[Materials provided Boundary: Start]

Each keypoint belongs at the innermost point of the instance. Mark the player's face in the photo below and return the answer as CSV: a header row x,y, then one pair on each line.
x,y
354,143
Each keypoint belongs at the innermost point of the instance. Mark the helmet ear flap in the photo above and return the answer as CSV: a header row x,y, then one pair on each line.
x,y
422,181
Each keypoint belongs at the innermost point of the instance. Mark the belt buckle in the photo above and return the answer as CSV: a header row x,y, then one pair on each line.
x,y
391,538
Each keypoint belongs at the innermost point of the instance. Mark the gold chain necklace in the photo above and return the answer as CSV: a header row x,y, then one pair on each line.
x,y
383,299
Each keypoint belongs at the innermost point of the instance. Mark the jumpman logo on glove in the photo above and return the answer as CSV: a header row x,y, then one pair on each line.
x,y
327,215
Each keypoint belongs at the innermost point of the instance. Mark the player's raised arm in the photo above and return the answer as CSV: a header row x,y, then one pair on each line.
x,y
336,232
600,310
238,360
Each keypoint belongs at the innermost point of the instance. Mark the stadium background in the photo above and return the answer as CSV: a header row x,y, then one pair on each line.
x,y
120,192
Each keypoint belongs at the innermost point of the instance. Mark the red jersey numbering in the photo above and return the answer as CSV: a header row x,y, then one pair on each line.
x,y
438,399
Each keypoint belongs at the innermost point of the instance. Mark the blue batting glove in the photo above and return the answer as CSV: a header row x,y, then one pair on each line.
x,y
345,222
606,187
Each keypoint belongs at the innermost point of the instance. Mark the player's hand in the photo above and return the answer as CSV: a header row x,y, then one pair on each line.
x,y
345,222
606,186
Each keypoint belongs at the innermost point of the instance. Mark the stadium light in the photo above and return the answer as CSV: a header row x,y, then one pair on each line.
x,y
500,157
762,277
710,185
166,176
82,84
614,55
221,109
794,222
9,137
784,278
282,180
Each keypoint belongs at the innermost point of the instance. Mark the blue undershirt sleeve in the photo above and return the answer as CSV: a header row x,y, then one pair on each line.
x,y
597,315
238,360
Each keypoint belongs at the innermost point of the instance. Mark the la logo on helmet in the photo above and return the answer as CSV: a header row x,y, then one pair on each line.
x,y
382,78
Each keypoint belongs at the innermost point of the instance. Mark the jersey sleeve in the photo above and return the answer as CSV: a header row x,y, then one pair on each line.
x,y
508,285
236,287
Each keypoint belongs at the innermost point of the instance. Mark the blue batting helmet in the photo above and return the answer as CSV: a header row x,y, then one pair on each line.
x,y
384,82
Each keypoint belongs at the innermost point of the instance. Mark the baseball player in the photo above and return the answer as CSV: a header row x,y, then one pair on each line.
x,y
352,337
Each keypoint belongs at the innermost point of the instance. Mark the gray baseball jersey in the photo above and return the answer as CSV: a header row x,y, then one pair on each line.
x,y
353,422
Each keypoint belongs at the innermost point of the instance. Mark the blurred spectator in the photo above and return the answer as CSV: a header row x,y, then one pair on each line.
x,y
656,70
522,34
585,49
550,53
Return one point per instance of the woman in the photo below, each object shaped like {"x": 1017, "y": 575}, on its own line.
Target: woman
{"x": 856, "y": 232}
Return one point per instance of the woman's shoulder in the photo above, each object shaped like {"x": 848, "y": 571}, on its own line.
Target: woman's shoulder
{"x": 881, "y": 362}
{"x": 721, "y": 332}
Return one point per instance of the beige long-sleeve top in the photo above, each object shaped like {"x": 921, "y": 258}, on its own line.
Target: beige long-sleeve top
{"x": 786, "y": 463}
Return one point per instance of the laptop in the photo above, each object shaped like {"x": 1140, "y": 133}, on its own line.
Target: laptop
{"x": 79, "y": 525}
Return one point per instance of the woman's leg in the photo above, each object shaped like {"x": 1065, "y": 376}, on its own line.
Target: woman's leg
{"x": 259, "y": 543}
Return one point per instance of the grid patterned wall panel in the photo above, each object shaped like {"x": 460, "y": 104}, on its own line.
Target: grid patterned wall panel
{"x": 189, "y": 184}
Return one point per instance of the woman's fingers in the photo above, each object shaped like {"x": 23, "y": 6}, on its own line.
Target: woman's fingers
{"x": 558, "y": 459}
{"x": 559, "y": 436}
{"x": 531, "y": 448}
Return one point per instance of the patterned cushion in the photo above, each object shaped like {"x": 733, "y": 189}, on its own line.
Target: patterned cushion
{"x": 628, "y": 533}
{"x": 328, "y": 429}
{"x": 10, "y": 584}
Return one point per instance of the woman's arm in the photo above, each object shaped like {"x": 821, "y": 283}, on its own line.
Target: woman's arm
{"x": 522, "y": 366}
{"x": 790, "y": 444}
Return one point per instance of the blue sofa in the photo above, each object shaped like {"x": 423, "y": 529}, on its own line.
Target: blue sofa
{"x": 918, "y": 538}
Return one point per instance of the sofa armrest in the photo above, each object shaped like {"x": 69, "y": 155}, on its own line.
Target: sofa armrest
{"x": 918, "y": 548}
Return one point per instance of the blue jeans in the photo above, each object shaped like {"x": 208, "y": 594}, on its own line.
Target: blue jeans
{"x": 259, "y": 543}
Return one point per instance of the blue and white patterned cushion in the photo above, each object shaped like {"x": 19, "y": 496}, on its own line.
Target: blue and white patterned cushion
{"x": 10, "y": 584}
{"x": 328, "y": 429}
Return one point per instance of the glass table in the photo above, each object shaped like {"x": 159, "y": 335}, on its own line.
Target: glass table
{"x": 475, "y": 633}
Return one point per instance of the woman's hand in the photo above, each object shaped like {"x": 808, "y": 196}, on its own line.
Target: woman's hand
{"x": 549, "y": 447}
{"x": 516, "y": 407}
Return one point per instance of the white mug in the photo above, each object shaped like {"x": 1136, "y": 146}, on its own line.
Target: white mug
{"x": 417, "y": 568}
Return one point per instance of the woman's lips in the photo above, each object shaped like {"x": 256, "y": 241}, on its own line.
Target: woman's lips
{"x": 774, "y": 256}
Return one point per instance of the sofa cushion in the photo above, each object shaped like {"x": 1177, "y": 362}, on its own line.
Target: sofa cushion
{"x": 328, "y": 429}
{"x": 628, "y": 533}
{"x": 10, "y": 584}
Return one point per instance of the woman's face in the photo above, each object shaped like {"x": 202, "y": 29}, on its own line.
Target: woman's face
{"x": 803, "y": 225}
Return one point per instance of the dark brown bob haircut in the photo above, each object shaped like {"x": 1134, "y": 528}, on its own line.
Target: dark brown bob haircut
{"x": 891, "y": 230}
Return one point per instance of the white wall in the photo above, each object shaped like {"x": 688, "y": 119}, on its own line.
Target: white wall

[Materials provided Boundary: End]

- **Task objective**:
Please transcribe all of the entries precisely.

- **Written response**:
Each keypoint belongs at the innermost point of the instance. Mark the player's face in the photo below and return the answer as CSV: a header row x,y, then one pair on each line.
x,y
354,143
Each keypoint belongs at the innermost point of the instance. Mark the helmet ear flap in the photo above and return the answer as CSV: a header row x,y, then one pair on each line.
x,y
422,181
Each keypoint belongs at the innermost point of the instance. Mark the belt buckle in the photo above and return the answer as CSV: a header row x,y, then one pair on each line.
x,y
391,538
Each keypoint belongs at the innermost point of the instance. Mark the gold chain necklace in the photo above and return the answer as CSV: a header row x,y, then one pair on each line.
x,y
383,299
Each keypoint belongs at the innermost point of the instance. Mark the jumpman logo on glove in the photo above and return the answer as CSV: a header row x,y, then one pair on each line.
x,y
327,215
Each keypoint belongs at the innermost point of the instance. Mark the player's raised arm in the photo above and return the answer as CSV: a header row x,y, then one pair on each line.
x,y
336,232
600,310
238,360
Each keypoint belongs at the innermost point of the instance. Mark the stadium background in the photo above and return the answer as CSV: a header row x,y, then one pair on each line.
x,y
120,192
Each keypoint belongs at the innermost point of the instance. Mark the red jersey numbering in the photo above and return the answer as CSV: a header row x,y, then one pair on each line.
x,y
438,399
Each keypoint belongs at the innermost point of the instance. Mark the blue batting glove in the photo above and return the answer as CSV: a header row x,y, then one pair on each line.
x,y
345,222
606,187
Each keypoint belongs at the innermost point of the instance. Mark the player's hand in the photo above and return the answer as CSV: a header row x,y, then one pair on each line.
x,y
345,222
606,186
Each keypoint belongs at the innermost point of the instance. Mark the stadium light in the photo above and return the answer as CSV: a header row x,y, then one pair on each line.
x,y
500,157
762,277
710,185
166,176
82,84
614,55
221,109
794,222
9,137
784,278
282,180
Each keypoint belongs at the innermost point of the instance. Mark the blue undershirt sleeve in the photo above and return the answer as CSV: a header row x,y, then one pair on each line.
x,y
597,315
238,360
Each keypoint belongs at the innermost point of the instance. Mark the la logo on helmet in the photo above and return the answer as CSV: a header row x,y, then one pair on each line.
x,y
382,78
Each keypoint belongs at the innermost point of the instance. Mark the jersey sleeve in the photo above and return the answer as CSV: a header row x,y, then one pair on each line.
x,y
508,285
236,287
Each keypoint belongs at the innermost point of the instance. Mark the blue batting helmet in the photo above and return the answer as CSV: a header row x,y, then one pair on each line.
x,y
384,82
Each keypoint belongs at the innermost point of the instance. Mark the baseball player in the photo above and return the answer as CSV: a header row x,y, then one pair on each line.
x,y
352,337
Each keypoint belongs at the innermost point of the instance. Mark the gray baseball jersey in the photo above and return the answer as CSV: a header row x,y, then one pair on each line.
x,y
353,422
Each keypoint belongs at the innermost point of the instance. Mark the blurred spectator in the photo above and return the answer as CSV: a header row x,y, then one pair on each line.
x,y
656,70
522,34
585,49
550,53
Return one point per instance of the woman in the photo below, each object shaped like {"x": 1017, "y": 575}, on its own line.
Target: woman
{"x": 856, "y": 232}
Return one point per instance of the woman's shoulder in the photo above, each object shaped like {"x": 848, "y": 571}, on its own line.
Target: woman's shoulder
{"x": 881, "y": 362}
{"x": 721, "y": 332}
Return one point per instance of the beige long-sleeve top in the photo above, each object shaped like {"x": 921, "y": 258}, on its own line.
Target: beige long-sleeve top
{"x": 786, "y": 463}
Return one point per instance of the laptop in the photo above, each object shaped like {"x": 1140, "y": 133}, on its own line.
Target: laptop
{"x": 79, "y": 525}
Return one point per instance of the woman's leg in the photo above, each object shaped like {"x": 1065, "y": 376}, on its own line.
Target: woman's leg
{"x": 259, "y": 543}
Return one point per instance of the grid patterned wall panel in the photo above, each object shaped like {"x": 460, "y": 104}, on its own line.
Target: grid patterned wall panel
{"x": 189, "y": 184}
Return one point per instance of the woman's fingers in the photo above, each object shaped like {"x": 23, "y": 6}, on its own line.
Target: woman's fingers
{"x": 558, "y": 459}
{"x": 559, "y": 436}
{"x": 531, "y": 448}
Return one point per instance of the patterned cushion in the photo above, each object shaped like {"x": 733, "y": 189}, on its own line.
Target: patterned cushion
{"x": 628, "y": 533}
{"x": 328, "y": 429}
{"x": 10, "y": 584}
Return one point per instance of the woman's arm in the photo above, each object shaped like {"x": 821, "y": 283}, on its own line.
Target: woman's arm
{"x": 522, "y": 366}
{"x": 790, "y": 444}
Return one point per instance of the blue sofa in the photo above, each object shaped like {"x": 423, "y": 529}, on its own line.
Target: blue sofa
{"x": 918, "y": 538}
Return one point per instance of the sofa armrest in the photo above, each object shaped like {"x": 69, "y": 155}, on its own line.
Target: sofa armrest
{"x": 918, "y": 548}
Return one point per instance of the blue jeans in the photo above, each object shaped like {"x": 208, "y": 594}, on its own line.
Target: blue jeans
{"x": 259, "y": 543}
Return one point per instance of the blue and white patterned cushion in the photo above, each object shaped like {"x": 19, "y": 496}, on its own line.
Target: blue and white patterned cushion
{"x": 10, "y": 584}
{"x": 328, "y": 429}
Return one point per instance of the glass table in the photo above, each object shaped like {"x": 159, "y": 335}, on its own line.
Target: glass table
{"x": 475, "y": 633}
Return one point per instance of the woman's hand in the photo above, each object shaped like {"x": 808, "y": 196}, on its own line.
Target: woman's hand
{"x": 549, "y": 447}
{"x": 516, "y": 407}
Return one point per instance of the white mug in the photo above, each object shaped like {"x": 1136, "y": 146}, on its own line.
Target: white mug
{"x": 417, "y": 568}
Return one point per instance of the woman's lips in the photo above, each object shaped like {"x": 256, "y": 241}, on its own line.
Target: woman's lips
{"x": 774, "y": 256}
Return one point per instance of the sofa cushion in the photo above, each object shaped like {"x": 1177, "y": 362}, on its own line.
Target: sofa cushion
{"x": 328, "y": 429}
{"x": 628, "y": 533}
{"x": 10, "y": 584}
Return one point per instance of the woman's face in the photo above, each object shaped like {"x": 202, "y": 29}, on its own line.
Target: woman's face
{"x": 803, "y": 225}
Return one point per instance of the dark brown bob haircut in the photo above, each object shaped like {"x": 1134, "y": 528}, on its own line.
Target: dark brown bob haircut
{"x": 891, "y": 230}
Return one point per instance of the white wall in the photo above, each object shaped like {"x": 688, "y": 119}, on its own line.
Target: white wall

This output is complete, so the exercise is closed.